_WHAT YOU ARE ASKED TO DO_
Swap "cumulus cloud" for "cirrus cloud" in the part of the data that opens with the line containing "Rapid-fire round! Name the bounding box of the cumulus" and runs through the end of the data. Return only those lines, with nothing else changed.

_DATA RECORDS_
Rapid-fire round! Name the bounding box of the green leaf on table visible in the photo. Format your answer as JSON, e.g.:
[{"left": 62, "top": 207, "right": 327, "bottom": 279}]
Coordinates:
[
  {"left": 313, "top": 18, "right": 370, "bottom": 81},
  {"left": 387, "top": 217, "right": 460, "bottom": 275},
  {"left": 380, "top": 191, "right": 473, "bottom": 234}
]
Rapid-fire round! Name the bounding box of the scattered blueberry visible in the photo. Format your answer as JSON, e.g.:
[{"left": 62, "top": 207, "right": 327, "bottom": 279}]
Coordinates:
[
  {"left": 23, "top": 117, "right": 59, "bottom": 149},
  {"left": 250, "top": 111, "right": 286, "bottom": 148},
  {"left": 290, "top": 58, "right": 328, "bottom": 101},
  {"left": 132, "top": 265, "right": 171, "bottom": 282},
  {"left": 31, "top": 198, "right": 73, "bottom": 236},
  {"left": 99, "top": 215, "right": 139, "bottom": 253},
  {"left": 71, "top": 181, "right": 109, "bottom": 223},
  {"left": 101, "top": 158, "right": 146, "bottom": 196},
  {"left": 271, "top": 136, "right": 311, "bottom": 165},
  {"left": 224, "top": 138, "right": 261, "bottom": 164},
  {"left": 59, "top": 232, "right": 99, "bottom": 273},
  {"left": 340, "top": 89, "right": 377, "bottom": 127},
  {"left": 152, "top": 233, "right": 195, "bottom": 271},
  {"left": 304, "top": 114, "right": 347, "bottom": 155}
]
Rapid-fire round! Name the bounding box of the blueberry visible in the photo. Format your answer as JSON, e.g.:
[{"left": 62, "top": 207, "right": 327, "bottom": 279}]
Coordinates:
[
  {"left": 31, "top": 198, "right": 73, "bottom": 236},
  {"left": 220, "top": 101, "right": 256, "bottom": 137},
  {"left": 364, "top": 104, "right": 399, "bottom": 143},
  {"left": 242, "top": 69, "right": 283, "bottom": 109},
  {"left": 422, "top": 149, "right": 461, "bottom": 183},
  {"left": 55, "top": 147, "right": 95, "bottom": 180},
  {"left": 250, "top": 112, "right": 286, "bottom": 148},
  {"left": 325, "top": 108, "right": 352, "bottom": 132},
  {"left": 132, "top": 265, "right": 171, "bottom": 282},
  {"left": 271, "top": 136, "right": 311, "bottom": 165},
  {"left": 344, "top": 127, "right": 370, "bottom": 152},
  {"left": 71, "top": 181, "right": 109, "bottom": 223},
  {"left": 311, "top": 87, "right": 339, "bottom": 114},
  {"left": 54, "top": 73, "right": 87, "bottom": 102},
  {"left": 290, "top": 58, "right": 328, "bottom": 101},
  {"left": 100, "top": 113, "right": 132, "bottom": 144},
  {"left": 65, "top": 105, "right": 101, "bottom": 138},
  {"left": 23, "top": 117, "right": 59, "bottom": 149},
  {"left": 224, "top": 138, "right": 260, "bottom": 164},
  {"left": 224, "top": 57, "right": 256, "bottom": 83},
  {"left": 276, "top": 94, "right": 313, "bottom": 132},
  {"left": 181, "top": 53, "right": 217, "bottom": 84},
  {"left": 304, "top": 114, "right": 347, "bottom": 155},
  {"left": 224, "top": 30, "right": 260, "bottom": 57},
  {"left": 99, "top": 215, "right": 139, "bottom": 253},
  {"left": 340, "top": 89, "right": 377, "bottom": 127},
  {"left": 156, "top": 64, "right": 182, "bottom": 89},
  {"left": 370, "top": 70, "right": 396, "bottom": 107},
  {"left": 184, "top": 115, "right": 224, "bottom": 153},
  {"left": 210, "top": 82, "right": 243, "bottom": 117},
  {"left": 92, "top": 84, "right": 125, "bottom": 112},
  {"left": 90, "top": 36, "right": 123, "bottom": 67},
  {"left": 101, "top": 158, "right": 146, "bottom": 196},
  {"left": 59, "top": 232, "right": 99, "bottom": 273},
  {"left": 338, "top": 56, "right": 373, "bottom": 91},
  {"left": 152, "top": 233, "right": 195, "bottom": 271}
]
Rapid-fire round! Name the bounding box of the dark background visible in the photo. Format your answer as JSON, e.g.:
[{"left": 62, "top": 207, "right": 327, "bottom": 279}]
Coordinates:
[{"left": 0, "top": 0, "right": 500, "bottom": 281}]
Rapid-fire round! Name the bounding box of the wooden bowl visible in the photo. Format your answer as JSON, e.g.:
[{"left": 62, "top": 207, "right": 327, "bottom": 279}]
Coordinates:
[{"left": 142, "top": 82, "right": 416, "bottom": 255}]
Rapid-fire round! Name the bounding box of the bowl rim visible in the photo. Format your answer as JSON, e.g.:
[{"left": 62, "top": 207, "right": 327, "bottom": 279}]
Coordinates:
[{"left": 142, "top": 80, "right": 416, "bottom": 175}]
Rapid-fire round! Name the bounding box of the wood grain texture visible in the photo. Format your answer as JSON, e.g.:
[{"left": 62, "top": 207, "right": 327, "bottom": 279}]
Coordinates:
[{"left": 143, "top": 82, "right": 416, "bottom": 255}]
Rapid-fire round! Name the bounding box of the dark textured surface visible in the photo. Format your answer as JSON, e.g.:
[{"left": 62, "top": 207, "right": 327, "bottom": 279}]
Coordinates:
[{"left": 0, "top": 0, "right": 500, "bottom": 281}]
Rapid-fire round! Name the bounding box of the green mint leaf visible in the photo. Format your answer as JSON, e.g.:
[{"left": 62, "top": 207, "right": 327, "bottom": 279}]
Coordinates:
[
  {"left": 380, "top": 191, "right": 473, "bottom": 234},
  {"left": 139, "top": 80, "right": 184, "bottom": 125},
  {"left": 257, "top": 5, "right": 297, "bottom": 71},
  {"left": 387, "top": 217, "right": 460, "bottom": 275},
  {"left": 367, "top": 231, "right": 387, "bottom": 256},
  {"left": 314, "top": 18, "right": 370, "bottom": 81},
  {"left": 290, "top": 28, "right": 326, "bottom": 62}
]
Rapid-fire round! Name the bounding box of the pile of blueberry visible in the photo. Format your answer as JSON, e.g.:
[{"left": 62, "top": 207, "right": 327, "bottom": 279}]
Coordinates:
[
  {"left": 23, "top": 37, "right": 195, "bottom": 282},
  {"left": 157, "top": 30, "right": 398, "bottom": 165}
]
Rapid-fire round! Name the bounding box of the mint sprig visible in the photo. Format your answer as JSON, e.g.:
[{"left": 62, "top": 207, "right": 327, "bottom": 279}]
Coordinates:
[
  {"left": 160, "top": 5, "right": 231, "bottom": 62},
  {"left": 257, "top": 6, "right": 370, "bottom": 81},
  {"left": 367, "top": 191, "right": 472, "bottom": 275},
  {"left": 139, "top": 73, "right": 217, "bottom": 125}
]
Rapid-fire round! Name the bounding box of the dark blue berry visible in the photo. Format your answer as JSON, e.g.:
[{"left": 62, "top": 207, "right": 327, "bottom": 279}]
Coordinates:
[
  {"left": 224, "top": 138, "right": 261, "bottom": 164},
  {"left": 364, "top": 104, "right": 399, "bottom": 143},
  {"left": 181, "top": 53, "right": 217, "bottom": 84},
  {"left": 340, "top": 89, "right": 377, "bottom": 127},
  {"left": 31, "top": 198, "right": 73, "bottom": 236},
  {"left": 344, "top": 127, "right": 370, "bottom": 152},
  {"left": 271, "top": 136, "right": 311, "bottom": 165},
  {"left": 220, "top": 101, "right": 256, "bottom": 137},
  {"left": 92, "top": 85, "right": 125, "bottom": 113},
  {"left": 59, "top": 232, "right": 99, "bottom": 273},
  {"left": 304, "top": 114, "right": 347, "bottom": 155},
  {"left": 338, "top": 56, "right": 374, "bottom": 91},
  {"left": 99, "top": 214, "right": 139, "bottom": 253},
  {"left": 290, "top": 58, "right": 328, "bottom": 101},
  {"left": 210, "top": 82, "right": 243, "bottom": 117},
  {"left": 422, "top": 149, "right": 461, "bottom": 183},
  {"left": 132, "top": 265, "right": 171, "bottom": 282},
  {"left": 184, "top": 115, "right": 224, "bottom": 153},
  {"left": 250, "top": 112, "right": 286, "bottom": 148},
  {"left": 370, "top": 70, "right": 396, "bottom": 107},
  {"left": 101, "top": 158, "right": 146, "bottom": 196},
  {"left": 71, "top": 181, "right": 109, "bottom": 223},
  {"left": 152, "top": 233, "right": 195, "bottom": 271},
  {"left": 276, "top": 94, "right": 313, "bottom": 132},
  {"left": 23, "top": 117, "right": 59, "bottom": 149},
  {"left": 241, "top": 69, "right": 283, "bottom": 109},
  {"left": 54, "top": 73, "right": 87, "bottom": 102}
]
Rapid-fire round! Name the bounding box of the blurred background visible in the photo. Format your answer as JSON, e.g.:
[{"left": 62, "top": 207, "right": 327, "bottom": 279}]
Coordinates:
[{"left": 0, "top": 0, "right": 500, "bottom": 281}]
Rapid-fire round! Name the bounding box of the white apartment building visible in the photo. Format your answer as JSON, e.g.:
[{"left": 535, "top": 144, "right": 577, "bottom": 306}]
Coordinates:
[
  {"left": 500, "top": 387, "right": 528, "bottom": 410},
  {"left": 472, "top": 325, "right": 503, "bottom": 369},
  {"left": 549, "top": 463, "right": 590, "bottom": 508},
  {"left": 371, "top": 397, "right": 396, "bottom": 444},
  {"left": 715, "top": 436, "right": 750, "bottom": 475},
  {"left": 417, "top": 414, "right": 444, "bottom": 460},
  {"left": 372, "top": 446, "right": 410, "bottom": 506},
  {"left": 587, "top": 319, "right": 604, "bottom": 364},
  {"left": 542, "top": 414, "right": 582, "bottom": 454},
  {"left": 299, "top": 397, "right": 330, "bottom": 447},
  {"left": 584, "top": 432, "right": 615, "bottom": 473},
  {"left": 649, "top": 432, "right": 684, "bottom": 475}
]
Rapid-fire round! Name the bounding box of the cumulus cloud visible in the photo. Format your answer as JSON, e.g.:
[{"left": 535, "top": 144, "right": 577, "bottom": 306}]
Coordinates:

_EXPECTED ANSWER_
Rapid-fire round! Name the bounding box of the cirrus cloud visible in the photo. Format your answer as JSON, e.g.:
[{"left": 535, "top": 144, "right": 577, "bottom": 306}]
Coordinates:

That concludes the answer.